* Maak de opdrachten *
1) Welk deel van alle land- en tuinbouwbedrijven bestond in 2012 uit hobbyboeren volgens het tekstfragment?
2) Geef voor elke bewering aan of die klopt met het tekstfragment, met ja of nee en de beslissende woorden uit het tekstfragment als citaat. (a) Het aantal hobbyboeren daalde van 2000 tot 2012 met 17 procent. (b) De grote land- en tuinbouwbedrijven leveren ruim 70 procent van de totale standaardopbrengst. (c) Een doorsnee bedrijf had in 2012 een standaardopbrengst van 277 duizend euro.
3) Neem uit het tekstfragment letterlijk alles over van "Vooral minder kleine" tot en met "omvang van de landbouw.".

* Tekstfragment *
○ ○ ○

Vooral minder kleine en middelgrote bedrijven
In de periode 2000-2012 is het aantal grote bedrijven met 13 procent gestegen tot 8,7 duizend. Het aantal kleine en middelgrote bedrijven is met 26 duizend gedaald tot 40 duizend. Dit is een krimp van grofweg 40 procent. Het aantal hobbyboeren daalde in diezelfde periode met 17 procent. Hobbyboeren zijn voor wat betreft het inkomen niet uitsluitend afhankelijk van de landbouw. Het gaat hier vooral om gepensioneerden en boeren of boerinnen met nog een andere baan erbij. In Nederland zijn in 2012 ongeveer 20 duizend hobbyboeren, bijna 30 procent van alle land- en tuinbouwbedrijven. Deze bedrijven zijn goed voor slechts 1 procent van de totale economische omvang van de landbouw.
De helft van de bedrijven goed voor 95 procent van de productie
In 2012 waren er nog 36 duizend grote of middelgrote land- en tuinbouwbedrijven. Dit is iets meer dan de helft van alle boerenbedrijven. Met elkaar waren zij goed voor 95 procent van de economische omvang uitgedrukt in standaardopbrengst. Het grootste deel van de landbouwproductie komt van de 8,7 duizend grote land- en tuinbouwbedrijven. Zij vertegenwoordigen 13 procent van de bedrijven, maar leveren bijna 60 procent van de totale standaardopbrengst. Op de grote land- en tuinbouwbedrijven is de laatste jaren fors geïnvesteerd om optimaal te kunnen profiteren van de voordelen van schaalvergroting. Al decennia lang is dit een gangbare bedrijfsstrategie. Onder andere hierdoor is ondanks een daling van het aantal land- en tuinbouwbedrijven de totale economische productie van deze bedrijven niet afgenomen. De standaardopbrengst ligt al jaren rond de 19 miljard euro. Een doorsnee bedrijf had in 2012 een standaardopbrengst van 277 duizend euro, dit is 40 procent meer dan in 2000.

○ ○ ○

* Rijen uit dataset *
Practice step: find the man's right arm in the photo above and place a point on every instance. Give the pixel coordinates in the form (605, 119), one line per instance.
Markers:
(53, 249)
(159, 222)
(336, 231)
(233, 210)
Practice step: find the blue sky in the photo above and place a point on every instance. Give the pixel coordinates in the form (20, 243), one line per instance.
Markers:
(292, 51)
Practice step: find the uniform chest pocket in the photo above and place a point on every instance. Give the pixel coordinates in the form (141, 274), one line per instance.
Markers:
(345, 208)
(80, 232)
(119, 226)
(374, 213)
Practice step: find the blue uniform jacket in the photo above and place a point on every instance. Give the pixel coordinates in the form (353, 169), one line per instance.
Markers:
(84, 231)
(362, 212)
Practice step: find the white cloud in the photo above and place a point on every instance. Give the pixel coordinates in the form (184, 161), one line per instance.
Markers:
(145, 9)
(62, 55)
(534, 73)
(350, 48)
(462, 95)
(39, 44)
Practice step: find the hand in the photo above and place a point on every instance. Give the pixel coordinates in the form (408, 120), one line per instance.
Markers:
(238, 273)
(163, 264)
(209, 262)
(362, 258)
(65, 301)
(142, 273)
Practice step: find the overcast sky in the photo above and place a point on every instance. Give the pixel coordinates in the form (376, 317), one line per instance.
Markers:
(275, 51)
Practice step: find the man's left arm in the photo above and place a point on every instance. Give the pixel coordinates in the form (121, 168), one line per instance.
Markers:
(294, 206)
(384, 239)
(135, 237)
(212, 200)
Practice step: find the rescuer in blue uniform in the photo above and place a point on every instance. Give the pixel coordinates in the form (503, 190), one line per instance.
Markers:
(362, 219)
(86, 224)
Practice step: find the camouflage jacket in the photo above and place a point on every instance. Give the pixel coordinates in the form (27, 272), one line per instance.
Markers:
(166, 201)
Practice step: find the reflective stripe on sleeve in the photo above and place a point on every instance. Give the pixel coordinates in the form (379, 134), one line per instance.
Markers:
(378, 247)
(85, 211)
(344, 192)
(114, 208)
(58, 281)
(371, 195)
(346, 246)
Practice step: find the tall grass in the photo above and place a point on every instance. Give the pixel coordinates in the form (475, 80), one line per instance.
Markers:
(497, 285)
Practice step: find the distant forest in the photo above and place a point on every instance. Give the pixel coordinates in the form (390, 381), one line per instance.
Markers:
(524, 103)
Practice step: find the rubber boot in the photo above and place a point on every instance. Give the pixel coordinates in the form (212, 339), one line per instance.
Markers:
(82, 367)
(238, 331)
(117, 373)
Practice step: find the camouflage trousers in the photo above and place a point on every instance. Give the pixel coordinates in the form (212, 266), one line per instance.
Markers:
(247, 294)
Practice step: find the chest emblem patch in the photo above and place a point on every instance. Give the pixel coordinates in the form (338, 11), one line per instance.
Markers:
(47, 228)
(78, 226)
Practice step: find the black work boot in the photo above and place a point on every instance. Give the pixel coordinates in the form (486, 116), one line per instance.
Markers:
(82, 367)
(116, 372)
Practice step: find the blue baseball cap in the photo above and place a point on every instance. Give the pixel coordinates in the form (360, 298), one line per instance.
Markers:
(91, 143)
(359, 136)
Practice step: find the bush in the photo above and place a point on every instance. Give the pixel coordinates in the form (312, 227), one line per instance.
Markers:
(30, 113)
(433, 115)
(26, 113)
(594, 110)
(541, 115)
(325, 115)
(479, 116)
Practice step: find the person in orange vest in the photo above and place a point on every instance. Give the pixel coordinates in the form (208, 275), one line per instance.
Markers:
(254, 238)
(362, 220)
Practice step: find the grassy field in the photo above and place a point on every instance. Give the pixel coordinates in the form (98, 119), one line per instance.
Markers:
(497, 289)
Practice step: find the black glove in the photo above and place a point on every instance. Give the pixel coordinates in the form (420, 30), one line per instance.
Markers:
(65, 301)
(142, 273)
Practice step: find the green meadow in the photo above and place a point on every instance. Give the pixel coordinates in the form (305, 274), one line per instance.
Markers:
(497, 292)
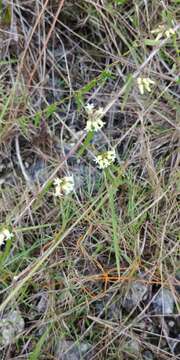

○ ○ ○

* Antwoorden per opdracht *
1) Bijna 30 procent.

2)
(a) Ja: "Het aantal hobbyboeren daalde in diezelfde periode met 17 procent."
(b) Nee: "maar leveren bijna 60 procent van de totale standaardopbrengst"
(c) Ja: "Een doorsnee bedrijf had in 2012 een standaardopbrengst van 277 duizend euro"

3)
Vooral minder kleine en middelgrote bedrijven
In de periode 2000-2012 is het aantal grote bedrijven met 13 procent gestegen tot 8,7 duizend. Het aantal kleine en middelgrote bedrijven is met 26 duizend gedaald tot 40 duizend. Dit is een krimp van grofweg 40 procent. Het aantal hobbyboeren daalde in diezelfde periode met 17 procent. Hobbyboeren zijn voor wat betreft het inkomen niet uitsluitend afhankelijk van de landbouw. Het gaat hier vooral om gepensioneerden en boeren of boerinnen met nog een andere baan erbij. In Nederland zijn in 2012 ongeveer 20 duizend hobbyboeren, bijna 30 procent van alle land- en tuinbouwbedrijven. Deze bedrijven zijn goed voor slechts 1 procent van de totale economische omvang van de landbouw.